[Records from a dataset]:
• • • • •
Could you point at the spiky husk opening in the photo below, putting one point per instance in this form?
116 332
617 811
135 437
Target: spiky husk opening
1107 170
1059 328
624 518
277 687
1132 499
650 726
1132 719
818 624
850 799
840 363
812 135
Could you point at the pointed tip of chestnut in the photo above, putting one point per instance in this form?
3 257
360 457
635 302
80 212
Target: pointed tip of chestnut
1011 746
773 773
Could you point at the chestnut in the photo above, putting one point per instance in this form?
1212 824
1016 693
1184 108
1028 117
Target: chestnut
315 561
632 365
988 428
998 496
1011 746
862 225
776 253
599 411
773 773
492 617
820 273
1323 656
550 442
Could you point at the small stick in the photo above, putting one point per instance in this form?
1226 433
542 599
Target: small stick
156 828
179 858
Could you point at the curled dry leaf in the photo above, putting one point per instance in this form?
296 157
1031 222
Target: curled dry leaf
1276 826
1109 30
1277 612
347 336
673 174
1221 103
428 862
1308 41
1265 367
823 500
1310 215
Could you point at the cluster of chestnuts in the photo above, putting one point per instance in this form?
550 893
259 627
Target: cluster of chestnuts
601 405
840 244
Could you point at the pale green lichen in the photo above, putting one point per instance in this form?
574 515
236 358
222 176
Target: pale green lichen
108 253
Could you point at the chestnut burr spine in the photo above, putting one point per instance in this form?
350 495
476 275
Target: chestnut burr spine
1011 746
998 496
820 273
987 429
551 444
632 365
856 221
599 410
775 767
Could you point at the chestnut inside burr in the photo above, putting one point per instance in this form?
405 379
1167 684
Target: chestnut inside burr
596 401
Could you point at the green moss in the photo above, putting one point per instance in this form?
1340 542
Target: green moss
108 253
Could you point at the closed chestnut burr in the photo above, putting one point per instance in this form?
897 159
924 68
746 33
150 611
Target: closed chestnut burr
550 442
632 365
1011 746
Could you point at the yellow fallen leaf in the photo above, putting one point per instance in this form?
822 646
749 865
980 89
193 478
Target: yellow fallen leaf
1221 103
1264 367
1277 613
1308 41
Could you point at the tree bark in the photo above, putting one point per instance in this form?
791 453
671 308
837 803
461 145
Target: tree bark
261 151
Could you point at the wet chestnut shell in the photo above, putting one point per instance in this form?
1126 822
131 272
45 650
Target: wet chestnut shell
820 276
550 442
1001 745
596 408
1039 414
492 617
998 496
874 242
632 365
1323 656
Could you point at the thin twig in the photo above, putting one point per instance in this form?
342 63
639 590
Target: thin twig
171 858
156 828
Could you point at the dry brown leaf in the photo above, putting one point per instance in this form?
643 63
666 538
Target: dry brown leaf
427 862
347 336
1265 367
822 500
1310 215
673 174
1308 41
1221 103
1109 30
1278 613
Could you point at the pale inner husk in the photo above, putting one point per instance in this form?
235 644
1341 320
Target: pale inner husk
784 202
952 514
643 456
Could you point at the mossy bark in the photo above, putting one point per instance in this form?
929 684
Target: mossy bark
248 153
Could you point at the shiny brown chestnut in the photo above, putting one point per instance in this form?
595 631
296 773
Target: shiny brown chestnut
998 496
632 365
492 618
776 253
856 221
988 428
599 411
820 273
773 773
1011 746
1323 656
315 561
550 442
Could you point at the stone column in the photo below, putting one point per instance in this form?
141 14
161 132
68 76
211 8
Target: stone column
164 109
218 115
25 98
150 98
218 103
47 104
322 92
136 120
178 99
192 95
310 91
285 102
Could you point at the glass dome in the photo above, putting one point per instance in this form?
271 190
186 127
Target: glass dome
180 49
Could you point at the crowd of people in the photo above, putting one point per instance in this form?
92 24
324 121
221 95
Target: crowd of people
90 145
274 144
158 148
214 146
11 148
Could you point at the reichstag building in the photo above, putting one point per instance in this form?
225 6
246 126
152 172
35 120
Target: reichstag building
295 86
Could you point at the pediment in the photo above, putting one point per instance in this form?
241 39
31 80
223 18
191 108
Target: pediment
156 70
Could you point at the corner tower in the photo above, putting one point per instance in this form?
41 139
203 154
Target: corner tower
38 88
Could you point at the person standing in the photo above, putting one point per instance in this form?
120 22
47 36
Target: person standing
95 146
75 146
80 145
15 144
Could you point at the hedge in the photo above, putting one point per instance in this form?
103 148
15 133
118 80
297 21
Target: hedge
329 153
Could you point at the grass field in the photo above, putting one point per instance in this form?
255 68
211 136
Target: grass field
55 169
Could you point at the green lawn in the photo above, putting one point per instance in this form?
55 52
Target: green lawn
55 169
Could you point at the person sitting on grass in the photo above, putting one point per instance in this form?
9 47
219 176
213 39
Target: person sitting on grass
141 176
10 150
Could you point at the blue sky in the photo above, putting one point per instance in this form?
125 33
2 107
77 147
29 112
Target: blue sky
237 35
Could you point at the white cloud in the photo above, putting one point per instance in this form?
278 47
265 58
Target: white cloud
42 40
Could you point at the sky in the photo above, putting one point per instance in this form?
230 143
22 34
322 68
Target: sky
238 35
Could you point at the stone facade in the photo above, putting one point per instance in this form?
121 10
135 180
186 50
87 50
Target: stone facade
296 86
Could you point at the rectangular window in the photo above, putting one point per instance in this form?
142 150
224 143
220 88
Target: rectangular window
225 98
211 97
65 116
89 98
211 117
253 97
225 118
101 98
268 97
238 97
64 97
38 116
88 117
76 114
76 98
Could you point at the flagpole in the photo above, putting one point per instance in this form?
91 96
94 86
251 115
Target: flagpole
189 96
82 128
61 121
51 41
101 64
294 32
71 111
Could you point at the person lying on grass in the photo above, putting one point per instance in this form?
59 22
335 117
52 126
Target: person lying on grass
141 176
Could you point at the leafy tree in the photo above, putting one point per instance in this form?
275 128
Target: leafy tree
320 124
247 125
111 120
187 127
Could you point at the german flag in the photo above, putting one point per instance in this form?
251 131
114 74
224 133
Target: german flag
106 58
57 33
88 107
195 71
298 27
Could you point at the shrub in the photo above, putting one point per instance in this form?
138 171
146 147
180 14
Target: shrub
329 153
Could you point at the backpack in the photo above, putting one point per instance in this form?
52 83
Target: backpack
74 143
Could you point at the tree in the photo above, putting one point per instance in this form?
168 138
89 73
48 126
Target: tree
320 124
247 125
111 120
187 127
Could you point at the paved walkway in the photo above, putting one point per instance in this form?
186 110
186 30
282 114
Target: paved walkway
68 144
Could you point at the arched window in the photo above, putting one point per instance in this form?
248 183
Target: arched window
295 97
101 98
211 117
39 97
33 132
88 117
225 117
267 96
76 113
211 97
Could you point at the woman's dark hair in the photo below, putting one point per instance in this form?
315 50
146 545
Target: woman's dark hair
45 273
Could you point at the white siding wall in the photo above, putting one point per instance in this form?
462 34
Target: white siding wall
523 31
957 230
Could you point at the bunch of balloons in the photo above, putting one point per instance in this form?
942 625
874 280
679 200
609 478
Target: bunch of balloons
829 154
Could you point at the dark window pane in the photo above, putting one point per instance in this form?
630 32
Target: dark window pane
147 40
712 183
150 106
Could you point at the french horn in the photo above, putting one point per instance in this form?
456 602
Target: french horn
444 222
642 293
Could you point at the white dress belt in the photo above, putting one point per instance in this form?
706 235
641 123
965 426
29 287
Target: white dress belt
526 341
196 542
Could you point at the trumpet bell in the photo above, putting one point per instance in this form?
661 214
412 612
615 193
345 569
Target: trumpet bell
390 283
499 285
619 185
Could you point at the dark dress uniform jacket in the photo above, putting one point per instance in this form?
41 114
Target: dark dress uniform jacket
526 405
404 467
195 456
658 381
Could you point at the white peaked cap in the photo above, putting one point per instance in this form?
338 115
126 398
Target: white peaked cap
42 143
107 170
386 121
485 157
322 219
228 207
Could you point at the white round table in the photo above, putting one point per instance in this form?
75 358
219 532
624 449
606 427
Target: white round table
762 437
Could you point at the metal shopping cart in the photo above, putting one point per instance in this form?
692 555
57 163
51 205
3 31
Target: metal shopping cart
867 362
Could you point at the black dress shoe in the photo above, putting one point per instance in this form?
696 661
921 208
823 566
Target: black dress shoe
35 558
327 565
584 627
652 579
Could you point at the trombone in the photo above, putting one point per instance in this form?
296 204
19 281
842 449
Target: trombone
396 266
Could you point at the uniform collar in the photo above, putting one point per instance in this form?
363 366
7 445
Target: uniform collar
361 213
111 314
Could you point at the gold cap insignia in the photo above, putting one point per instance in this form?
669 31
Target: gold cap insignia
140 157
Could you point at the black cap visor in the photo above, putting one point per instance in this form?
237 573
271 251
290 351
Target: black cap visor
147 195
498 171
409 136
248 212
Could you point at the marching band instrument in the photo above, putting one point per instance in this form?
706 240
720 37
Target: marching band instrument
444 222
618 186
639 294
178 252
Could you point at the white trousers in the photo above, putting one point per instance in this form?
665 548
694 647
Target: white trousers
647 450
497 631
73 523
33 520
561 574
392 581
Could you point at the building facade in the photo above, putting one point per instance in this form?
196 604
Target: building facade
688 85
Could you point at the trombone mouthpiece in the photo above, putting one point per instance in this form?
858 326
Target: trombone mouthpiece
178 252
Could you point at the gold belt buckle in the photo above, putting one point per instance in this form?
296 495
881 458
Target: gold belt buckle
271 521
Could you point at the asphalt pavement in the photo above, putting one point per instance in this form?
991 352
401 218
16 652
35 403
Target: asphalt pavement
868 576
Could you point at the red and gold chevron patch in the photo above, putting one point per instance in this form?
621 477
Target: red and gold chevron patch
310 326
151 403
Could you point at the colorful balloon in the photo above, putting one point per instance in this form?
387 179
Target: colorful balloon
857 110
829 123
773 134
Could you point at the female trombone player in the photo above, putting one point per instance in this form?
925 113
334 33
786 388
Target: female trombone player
• • • • •
Take the line with "Could you point at the trombone mouthpiece" and all lines after it through the end of the records, and write them out exactly; include nothing else.

[Response below]:
Could you point at the trombone mouthpiece in the photo above, putting one point per instance in this form?
858 326
Target: trombone mouthpiece
178 252
Could you point at the gold belt buckle in the photo above, putting one point per instance in this form?
296 495
881 458
Target: gold belt buckle
271 521
Could you point at the asphalt pavement in the photo above, putting one point per instance in this form?
991 352
401 218
16 652
35 403
Target: asphalt pavement
868 576
Could you point at the red and gold chevron patch in the photo above, putting one point per instance in this form?
621 477
Target: red and gold chevron patch
310 326
151 403
Could you point at the colorful balloon in the photo above, putting one point per instance in this form?
387 179
Target: colorful balloon
857 110
829 123
773 134
Could you point at the female trombone player in the photo above, putting one point per instance in this form?
925 113
334 33
786 388
Target: female trombone player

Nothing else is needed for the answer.